RECORDS PROVIDED
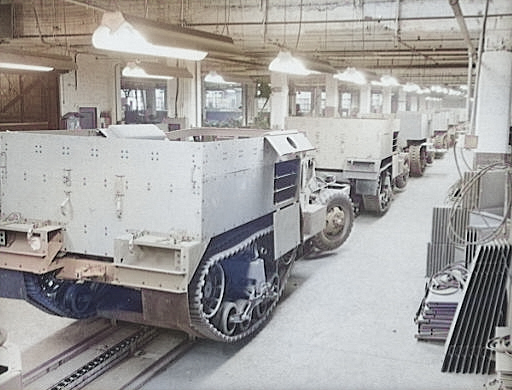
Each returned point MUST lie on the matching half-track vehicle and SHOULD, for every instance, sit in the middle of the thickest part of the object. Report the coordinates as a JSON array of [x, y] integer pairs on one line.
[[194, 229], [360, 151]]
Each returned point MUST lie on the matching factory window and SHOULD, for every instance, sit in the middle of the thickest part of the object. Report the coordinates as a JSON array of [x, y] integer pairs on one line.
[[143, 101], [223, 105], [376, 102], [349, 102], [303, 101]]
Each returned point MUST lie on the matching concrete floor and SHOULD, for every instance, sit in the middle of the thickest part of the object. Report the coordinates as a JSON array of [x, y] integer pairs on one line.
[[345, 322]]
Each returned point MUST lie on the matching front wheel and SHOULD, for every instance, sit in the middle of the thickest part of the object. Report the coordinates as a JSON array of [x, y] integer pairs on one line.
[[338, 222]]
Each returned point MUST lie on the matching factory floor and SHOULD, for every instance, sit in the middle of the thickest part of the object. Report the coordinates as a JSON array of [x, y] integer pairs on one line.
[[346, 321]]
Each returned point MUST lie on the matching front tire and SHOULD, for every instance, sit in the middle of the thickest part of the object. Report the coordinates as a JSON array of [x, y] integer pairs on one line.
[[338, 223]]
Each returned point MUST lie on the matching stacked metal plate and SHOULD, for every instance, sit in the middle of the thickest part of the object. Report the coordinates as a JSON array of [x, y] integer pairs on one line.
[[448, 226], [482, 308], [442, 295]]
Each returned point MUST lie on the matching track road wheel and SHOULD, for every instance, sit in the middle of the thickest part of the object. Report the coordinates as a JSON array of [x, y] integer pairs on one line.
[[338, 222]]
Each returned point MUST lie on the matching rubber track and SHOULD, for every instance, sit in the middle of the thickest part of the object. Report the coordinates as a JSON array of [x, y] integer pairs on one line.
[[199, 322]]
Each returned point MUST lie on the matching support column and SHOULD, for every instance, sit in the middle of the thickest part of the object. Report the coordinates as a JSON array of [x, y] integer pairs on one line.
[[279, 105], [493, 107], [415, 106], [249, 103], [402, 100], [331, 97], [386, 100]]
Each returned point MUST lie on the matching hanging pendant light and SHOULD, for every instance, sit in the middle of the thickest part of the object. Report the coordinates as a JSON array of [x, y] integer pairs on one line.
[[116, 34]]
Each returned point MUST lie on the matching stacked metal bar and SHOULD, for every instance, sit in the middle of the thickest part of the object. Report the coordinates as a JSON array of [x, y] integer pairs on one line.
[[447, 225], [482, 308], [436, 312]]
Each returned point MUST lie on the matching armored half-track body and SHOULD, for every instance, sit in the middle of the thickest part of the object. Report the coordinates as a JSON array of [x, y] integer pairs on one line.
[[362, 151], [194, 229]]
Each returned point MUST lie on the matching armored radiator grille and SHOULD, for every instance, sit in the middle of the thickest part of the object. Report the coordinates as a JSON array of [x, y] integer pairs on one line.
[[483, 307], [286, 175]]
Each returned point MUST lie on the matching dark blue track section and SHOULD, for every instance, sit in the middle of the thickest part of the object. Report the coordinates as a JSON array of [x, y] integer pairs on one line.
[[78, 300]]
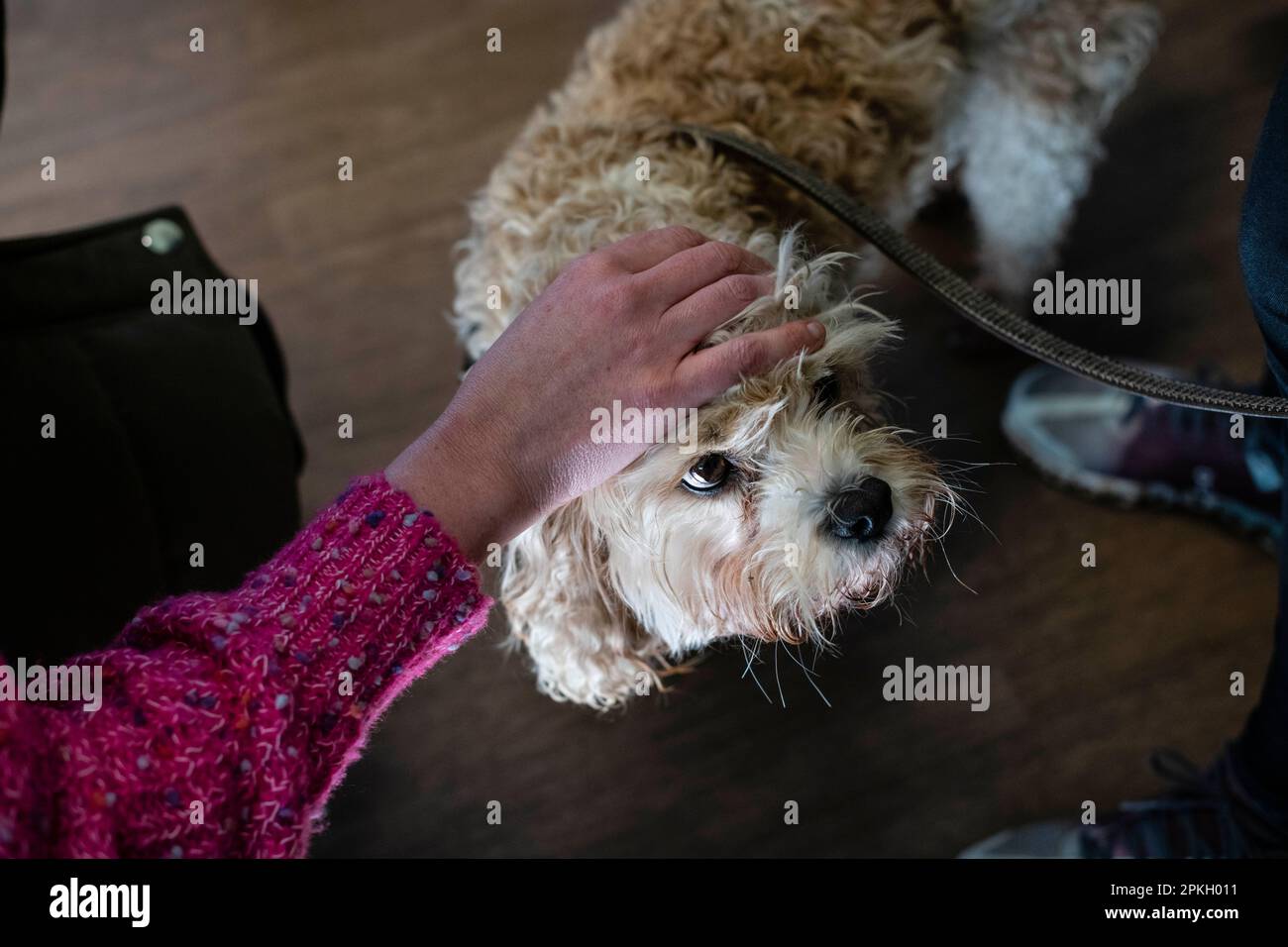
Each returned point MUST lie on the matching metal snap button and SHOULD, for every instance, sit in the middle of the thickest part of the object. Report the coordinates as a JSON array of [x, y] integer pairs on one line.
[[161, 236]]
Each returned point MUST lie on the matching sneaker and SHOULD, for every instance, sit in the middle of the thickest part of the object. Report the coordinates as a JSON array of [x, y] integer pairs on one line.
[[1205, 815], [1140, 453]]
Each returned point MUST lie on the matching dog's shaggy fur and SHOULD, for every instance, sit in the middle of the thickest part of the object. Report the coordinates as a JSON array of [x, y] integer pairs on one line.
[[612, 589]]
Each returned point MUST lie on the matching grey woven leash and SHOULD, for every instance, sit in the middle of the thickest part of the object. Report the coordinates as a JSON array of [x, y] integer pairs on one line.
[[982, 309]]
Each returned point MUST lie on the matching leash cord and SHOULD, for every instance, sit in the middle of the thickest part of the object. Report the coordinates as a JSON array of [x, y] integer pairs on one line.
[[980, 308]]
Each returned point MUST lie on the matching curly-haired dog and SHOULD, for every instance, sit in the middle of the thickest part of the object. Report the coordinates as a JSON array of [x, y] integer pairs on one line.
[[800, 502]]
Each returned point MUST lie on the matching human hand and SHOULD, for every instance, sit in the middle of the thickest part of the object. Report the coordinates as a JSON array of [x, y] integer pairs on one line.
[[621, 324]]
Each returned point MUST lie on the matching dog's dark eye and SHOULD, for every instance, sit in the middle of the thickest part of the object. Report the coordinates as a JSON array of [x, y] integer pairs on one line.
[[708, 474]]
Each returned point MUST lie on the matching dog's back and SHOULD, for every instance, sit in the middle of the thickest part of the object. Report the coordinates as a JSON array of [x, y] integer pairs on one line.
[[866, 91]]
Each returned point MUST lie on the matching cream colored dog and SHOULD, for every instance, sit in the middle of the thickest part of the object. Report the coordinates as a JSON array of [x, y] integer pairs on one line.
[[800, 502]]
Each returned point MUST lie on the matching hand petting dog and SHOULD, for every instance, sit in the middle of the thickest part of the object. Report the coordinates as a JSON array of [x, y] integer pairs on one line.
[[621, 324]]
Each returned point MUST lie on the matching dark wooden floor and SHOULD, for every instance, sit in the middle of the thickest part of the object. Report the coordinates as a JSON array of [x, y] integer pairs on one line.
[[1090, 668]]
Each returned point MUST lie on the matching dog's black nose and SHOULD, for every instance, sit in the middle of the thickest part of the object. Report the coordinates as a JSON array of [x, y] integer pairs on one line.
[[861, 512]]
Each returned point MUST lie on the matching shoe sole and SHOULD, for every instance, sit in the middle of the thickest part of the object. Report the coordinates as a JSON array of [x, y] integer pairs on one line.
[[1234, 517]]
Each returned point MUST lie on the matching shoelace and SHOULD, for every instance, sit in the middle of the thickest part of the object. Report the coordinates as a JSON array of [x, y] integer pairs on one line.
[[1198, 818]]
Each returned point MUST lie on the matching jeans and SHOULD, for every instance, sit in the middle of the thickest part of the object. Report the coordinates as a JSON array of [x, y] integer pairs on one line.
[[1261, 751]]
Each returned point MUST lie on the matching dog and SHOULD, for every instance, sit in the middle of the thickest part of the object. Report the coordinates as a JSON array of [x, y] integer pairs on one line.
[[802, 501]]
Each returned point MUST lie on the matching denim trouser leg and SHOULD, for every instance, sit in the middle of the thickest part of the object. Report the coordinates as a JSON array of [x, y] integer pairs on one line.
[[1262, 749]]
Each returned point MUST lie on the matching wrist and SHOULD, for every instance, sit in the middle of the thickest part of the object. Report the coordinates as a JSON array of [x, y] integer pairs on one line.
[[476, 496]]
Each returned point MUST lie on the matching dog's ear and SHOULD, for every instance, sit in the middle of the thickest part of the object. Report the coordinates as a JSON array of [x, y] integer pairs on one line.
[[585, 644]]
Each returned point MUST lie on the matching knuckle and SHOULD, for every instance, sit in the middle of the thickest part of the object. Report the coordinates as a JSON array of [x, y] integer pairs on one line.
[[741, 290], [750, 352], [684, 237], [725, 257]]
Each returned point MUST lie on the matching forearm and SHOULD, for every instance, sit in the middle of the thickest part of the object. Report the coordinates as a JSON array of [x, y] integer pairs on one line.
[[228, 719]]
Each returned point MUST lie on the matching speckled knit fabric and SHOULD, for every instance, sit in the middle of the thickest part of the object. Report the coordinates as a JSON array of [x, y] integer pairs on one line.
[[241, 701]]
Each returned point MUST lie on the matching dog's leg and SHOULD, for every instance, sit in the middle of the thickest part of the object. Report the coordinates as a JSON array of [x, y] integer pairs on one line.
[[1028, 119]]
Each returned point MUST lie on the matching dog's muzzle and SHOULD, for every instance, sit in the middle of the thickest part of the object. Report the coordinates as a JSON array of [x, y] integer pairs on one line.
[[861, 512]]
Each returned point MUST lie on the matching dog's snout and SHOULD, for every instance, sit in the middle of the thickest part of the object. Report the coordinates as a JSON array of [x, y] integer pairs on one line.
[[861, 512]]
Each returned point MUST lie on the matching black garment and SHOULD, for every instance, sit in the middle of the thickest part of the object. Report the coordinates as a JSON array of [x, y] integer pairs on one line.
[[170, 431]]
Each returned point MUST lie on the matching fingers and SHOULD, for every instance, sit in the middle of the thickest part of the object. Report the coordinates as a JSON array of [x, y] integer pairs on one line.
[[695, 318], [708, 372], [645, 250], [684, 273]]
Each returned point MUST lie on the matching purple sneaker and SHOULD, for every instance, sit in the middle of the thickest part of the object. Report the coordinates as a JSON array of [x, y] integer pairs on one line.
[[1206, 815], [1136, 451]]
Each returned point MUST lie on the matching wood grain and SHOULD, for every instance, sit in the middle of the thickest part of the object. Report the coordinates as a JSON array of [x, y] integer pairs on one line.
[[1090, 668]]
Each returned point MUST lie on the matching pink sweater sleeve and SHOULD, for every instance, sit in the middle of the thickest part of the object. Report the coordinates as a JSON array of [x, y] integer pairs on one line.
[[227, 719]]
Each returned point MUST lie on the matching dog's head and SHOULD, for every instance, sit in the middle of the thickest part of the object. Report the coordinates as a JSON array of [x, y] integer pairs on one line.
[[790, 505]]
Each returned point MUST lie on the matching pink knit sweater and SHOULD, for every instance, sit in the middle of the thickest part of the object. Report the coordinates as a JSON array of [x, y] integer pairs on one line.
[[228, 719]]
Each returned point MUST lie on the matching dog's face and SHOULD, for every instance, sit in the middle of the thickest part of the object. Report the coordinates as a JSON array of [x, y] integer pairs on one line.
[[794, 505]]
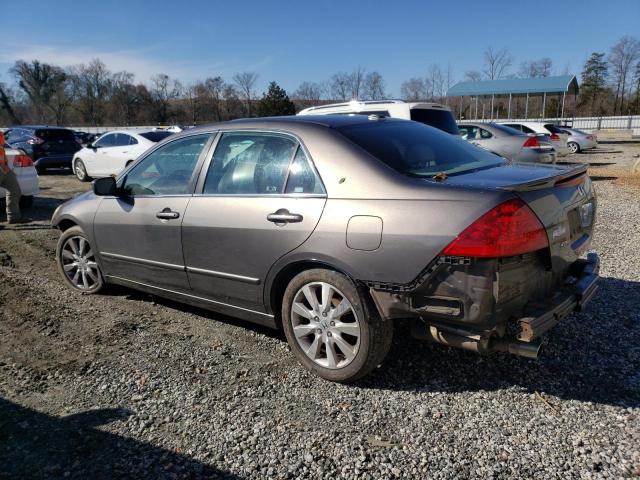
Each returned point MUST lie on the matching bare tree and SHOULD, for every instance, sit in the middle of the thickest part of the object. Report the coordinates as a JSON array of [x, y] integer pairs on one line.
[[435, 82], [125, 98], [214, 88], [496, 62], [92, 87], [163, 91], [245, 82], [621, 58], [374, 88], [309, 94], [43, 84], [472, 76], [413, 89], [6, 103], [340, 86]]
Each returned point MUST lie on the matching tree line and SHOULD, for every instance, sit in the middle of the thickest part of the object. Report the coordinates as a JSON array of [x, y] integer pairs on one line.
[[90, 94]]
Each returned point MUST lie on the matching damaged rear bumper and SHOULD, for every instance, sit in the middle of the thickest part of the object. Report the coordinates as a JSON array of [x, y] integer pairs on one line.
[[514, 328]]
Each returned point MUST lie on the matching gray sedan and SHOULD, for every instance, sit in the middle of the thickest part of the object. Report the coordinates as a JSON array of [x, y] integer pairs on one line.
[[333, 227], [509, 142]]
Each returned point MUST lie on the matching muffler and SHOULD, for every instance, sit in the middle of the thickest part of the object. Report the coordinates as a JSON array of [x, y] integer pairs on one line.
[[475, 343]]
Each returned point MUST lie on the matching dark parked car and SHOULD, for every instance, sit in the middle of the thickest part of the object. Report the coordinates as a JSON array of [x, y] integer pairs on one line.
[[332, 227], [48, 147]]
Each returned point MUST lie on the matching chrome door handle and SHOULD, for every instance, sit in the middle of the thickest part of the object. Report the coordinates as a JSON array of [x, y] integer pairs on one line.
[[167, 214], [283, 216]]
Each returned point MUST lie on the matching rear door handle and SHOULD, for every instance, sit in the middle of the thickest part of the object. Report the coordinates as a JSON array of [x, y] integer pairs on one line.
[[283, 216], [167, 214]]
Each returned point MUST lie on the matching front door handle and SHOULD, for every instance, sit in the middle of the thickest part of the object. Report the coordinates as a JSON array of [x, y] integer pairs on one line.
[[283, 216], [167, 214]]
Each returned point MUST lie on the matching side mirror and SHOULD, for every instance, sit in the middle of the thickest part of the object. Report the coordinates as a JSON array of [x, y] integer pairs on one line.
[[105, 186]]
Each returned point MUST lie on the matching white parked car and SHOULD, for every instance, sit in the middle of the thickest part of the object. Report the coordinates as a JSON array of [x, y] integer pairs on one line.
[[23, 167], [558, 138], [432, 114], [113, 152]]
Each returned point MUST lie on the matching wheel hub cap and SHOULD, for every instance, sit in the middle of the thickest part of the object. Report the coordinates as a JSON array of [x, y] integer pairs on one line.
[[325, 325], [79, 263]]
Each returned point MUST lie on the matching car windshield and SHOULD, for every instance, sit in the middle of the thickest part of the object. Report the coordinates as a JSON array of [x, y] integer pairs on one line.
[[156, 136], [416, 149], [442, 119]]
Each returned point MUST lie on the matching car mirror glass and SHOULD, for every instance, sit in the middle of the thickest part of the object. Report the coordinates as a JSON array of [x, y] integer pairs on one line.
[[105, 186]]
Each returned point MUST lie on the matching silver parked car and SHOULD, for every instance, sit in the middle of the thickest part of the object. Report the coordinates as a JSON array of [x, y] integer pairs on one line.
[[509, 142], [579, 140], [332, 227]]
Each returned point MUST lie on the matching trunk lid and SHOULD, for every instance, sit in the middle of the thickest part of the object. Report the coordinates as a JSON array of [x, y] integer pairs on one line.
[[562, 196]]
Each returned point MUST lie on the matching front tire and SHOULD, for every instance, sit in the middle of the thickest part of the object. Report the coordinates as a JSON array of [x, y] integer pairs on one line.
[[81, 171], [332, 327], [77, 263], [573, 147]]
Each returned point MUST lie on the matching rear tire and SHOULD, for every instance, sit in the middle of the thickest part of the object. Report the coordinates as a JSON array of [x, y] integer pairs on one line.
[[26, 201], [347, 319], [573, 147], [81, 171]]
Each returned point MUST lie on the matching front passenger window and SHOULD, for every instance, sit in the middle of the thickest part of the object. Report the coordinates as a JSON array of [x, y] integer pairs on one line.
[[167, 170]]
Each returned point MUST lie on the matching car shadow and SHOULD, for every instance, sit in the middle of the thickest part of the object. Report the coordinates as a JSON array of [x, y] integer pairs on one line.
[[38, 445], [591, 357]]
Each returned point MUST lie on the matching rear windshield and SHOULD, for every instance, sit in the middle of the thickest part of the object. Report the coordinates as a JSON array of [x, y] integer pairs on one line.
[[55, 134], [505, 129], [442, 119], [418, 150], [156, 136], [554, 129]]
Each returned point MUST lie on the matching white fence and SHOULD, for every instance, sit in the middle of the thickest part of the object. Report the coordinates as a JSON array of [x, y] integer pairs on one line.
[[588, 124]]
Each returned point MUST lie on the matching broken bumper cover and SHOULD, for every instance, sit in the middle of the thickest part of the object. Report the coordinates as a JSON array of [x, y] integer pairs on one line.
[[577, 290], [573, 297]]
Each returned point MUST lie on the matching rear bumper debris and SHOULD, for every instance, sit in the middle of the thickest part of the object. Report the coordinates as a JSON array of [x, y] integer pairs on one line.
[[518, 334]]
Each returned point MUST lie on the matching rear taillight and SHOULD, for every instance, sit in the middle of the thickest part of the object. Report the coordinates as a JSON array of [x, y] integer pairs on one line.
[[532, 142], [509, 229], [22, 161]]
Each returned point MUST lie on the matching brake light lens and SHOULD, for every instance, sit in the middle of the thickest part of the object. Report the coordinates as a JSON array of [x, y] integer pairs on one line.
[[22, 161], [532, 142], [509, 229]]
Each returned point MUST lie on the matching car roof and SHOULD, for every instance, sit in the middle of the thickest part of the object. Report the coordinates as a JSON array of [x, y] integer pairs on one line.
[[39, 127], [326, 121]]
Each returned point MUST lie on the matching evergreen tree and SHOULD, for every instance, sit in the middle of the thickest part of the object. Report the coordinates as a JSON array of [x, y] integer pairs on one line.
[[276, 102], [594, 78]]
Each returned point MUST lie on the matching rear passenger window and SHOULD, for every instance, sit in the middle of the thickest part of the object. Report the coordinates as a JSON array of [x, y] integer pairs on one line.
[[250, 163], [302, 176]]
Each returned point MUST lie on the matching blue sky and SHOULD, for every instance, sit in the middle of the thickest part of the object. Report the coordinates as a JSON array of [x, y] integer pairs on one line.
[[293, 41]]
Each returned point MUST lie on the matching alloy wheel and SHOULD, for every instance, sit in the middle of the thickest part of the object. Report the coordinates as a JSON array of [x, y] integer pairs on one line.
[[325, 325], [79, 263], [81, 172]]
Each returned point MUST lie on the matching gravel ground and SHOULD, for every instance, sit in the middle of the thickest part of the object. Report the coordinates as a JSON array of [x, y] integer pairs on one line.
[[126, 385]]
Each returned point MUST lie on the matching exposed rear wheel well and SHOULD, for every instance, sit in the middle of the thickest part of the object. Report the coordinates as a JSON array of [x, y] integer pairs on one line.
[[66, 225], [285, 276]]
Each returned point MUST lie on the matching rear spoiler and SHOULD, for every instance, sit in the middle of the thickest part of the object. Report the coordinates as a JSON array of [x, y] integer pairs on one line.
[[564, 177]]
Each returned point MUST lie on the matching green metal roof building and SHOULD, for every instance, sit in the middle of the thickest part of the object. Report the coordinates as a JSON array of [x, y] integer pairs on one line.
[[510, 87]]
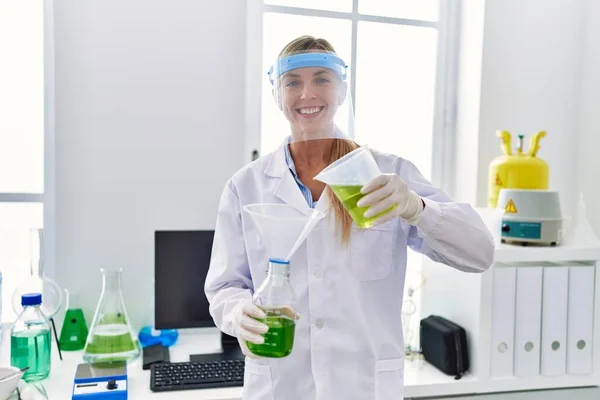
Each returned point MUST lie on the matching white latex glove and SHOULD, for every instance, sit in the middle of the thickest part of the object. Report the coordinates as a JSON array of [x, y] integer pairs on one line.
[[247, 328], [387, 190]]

YOUR INSTRUCTIONS
Starting at the first of the rows above and ending at the line containing "[[345, 322]]", write those lines out again with "thickest part" switched to "widest part" and nothing else changed. Leave the pictures out of your answer.

THE SOLUTION
Each returned point MUST lie on the matching half-track vehicle and SHOULD, for every instance, sit in the middle of the widest part of the object. Report the coordinates as a JSON array of [x, y] integer pairs on one line.
[[194, 229], [360, 151]]
Each returned point MUST lie on the matching factory window and SHOULD, for every instance, sit in the middle of the widest part of the object. Report the coordinates as a JSON array of [x, y] integer pairs on one line.
[[143, 101], [223, 105], [376, 102], [349, 102], [303, 101]]
Each returned point MUST lie on the matching concrete floor and SHOULD, for every instance, sit in the middle of the widest part of the object. Report the coordinates as a JSON array of [x, y] integer pairs on one line.
[[345, 322]]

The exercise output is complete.